Reproduce the blog post "Living Gymnastics" below in full, word for word.

» **PAGE EXTRACT**:
= Beginning of Section =
Saturday, October 12, 2013

Living Gymnastics

I've been a "gymnast mother." Maybe I wasn't a typical one, and maybe I didn't get there by the usual means, but somehow, I got there. I will go out on a limb and say from experience that the typical gymnast mother is pretty much living her own gymnastic dream through the exceedingly muscular and nutritionally well balanced child she taxis back and forth from the gym up to six times a week. Seven if she pays for private lessons.

My own daughter has been in "mommy and me" gymnastics with me from two to four years old. Mine was the child who broke from the circle of toddlers and made a mad dash for the big girl beams where real gymnasts in shiny leotards and bedazzled scrunchies were double twisting into piles of synthetic blocks. Mine was the three year old who insisted on wearing a black leo instead of pink, because "pink was for babies."


We took a break from age six to age eight because driving over an hour in heavy traffic, in the DC area, to get to a gym seemed ludicrous. Something crazy moms would do. So she became a Stafford Performing Star (singing and dancing) and a little league soccer player who infuriated her Marine Captain coach (we lived a stone's throw from Quantico by then) by picking daisies and singing in mid-field while the ball sailed by.

We hit Texas, land of budding gymnasts, and found a recreational gym where she took a class for an hour a week before honing her Tae Kwan Do skills, but the gymnastics bug was kicking in and soon she was asking for a "real" gym.

That is when I became a "gymnast mother." My daughter hadn't been there a week when she was selected for team and I was introduced to the world of competition, USGA card fees, team leotard costs, team warm up costs, team bag costs, and above all, tuition costs. All this I swallowed like a giant, ugly pill because my daughter was dancing up and down and literally swinging from equipment in joy.

Soon we were introduced to level three hours, and shortly after that, level four hours, and I found myself living at the gym in the observation deck. It really is pretty much like dance Moms, and the people there really are that catty. Since I was there so much and since this was costing our family several car payments to indulge in, I began to work at the gym, first in the afterschool program, and then trained as a pre-team coach for the younger gymnasts. Went to be certified and everything. All the hours my daughter trained (four hours a day, four days a week) I worked, and on the day she did not train, I worked four hours anyway and she helped coach.
= End of Section =
» **DATASET SECTION**:
= Beginning of Section =
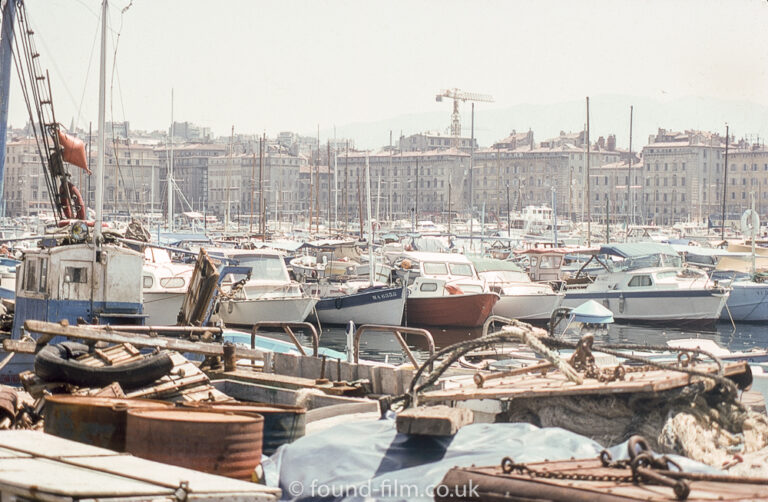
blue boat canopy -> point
(591, 312)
= End of Section =
» **FINAL ANSWER**:
Saturday, October 12, 2013

Living Gymnastics

I've been a "gymnast mother." Maybe I wasn't a typical one, and maybe I didn't get there by the usual means, but somehow, I got there. I will go out on a limb and say from experience that the typical gymnast mother is pretty much living her own gymnastic dream through the exceedingly muscular and nutritionally well balanced child she taxis back and forth from the gym up to six times a week. Seven if she pays for private lessons.

My own daughter has been in "mommy and me" gymnastics with me from two to four years old. Mine was the child who broke from the circle of toddlers and made a mad dash for the big girl beams where real gymnasts in shiny leotards and bedazzled scrunchies were double twisting into piles of synthetic blocks. Mine was the three year old who insisted on wearing a black leo instead of pink, because "pink was for babies."


We took a break from age six to age eight because driving over an hour in heavy traffic, in the DC area, to get to a gym seemed ludicrous. Something crazy moms would do. So she became a Stafford Performing Star (singing and dancing) and a little league soccer player who infuriated her Marine Captain coach (we lived a stone's throw from Quantico by then) by picking daisies and singing in mid-field while the ball sailed by.

We hit Texas, land of budding gymnasts, and found a recreational gym where she took a class for an hour a week before honing her Tae Kwan Do skills, but the gymnastics bug was kicking in and soon she was asking for a "real" gym.

That is when I became a "gymnast mother." My daughter hadn't been there a week when she was selected for team and I was introduced to the world of competition, USGA card fees, team leotard costs, team warm up costs, team bag costs, and above all, tuition costs. All this I swallowed like a giant, ugly pill because my daughter was dancing up and down and literally swinging from equipment in joy.

Soon we were introduced to level three hours, and shortly after that, level four hours, and I found myself living at the gym in the observation deck. It really is pretty much like dance Moms, and the people there really are that catty. Since I was there so much and since this was costing our family several car payments to indulge in, I began to work at the gym, first in the afterschool program, and then trained as a pre-team coach for the younger gymnasts. Went to be certified and everything. All the hours my daughter trained (four hours a day, four days a week) I worked, and on the day she did not train, I worked four hours anyway and she helped coach.